* **EXERCISE**: Copy out every item below line for line, changing nothing.

━━━━━━━━━━━━━━━━

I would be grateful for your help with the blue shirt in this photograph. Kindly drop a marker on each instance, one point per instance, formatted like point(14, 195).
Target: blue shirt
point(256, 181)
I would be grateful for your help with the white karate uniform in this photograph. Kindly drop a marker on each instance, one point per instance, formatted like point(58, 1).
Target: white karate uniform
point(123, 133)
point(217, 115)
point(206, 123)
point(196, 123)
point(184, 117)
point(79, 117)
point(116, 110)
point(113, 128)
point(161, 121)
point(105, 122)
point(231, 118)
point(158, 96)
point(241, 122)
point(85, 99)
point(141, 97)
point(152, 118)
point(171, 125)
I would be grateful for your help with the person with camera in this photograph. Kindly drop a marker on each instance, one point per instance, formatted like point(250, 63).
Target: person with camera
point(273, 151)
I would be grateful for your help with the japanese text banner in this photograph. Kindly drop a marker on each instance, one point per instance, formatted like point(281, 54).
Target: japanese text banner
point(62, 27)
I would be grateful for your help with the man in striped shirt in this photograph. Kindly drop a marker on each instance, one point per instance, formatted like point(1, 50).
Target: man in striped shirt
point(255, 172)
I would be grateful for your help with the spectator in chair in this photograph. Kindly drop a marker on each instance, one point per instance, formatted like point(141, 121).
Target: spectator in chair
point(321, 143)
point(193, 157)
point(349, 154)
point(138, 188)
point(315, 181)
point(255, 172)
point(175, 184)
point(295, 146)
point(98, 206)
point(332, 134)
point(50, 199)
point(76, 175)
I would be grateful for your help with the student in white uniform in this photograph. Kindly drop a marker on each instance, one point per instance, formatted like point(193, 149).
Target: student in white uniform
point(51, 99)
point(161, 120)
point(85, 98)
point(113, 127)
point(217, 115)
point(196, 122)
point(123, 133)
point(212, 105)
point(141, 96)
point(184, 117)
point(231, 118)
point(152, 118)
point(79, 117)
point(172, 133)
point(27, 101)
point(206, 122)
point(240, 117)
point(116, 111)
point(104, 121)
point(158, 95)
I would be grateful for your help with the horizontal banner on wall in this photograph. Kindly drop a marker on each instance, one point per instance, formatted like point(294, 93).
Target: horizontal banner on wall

━━━━━━━━━━━━━━━━

* **WRITTEN REPLY**:
I would be grateful for your help with the blue shirt in this photograph. Kindly drop a marker on each instance, one point per instance, formatted like point(14, 195).
Target: blue shirt
point(256, 181)
I would be grateful for your help with the white karate uniform in this photograph. Kindly drop a marker on each instance, one point per instance, formatted like point(58, 1).
Target: white karate uniform
point(123, 133)
point(217, 115)
point(206, 123)
point(196, 123)
point(184, 117)
point(79, 117)
point(116, 110)
point(113, 128)
point(161, 121)
point(105, 122)
point(231, 118)
point(158, 96)
point(241, 122)
point(85, 99)
point(141, 97)
point(152, 118)
point(171, 125)
I would be grateful for your help with the person with camera in this photograph. Kindly drop a marker on each instance, one point per instance, formatted like point(250, 63).
Target: person with camera
point(273, 151)
I would be grateful for your help with the japanese text banner in this photograph. Kindly drop a marker on each instance, one point per instance, formatted like point(281, 54).
Target: japanese text banner
point(62, 27)
I would be grateful for your help with the man in striped shirt in this photograph. Kindly drop a marker on each instance, one point per instance, formatted like point(1, 50).
Target: man in striped shirt
point(255, 172)
I would be grateful for your help with the spectator in chair in this photograph. Kindly drop a marker on each instance, one point per instance, formatted like point(141, 121).
Target: spectator in chair
point(321, 143)
point(193, 157)
point(349, 154)
point(138, 188)
point(315, 181)
point(255, 172)
point(175, 184)
point(295, 146)
point(98, 206)
point(332, 134)
point(50, 199)
point(76, 175)
I would be grateful for your help with the student in white uniform in this photograph. Kindly drop a marker on each instance, one point per instance, formatted like point(193, 149).
Target: student in white uniform
point(51, 99)
point(161, 120)
point(85, 98)
point(113, 127)
point(217, 115)
point(196, 122)
point(123, 133)
point(212, 105)
point(141, 96)
point(184, 117)
point(231, 118)
point(152, 118)
point(79, 117)
point(172, 133)
point(27, 101)
point(206, 122)
point(240, 117)
point(116, 111)
point(104, 121)
point(158, 95)
I would be grateful for your help with the horizontal banner on wall in this photograph. Kindly drop a marker on each instance, one point per instance, formatted like point(294, 93).
Target: horizontal banner on wall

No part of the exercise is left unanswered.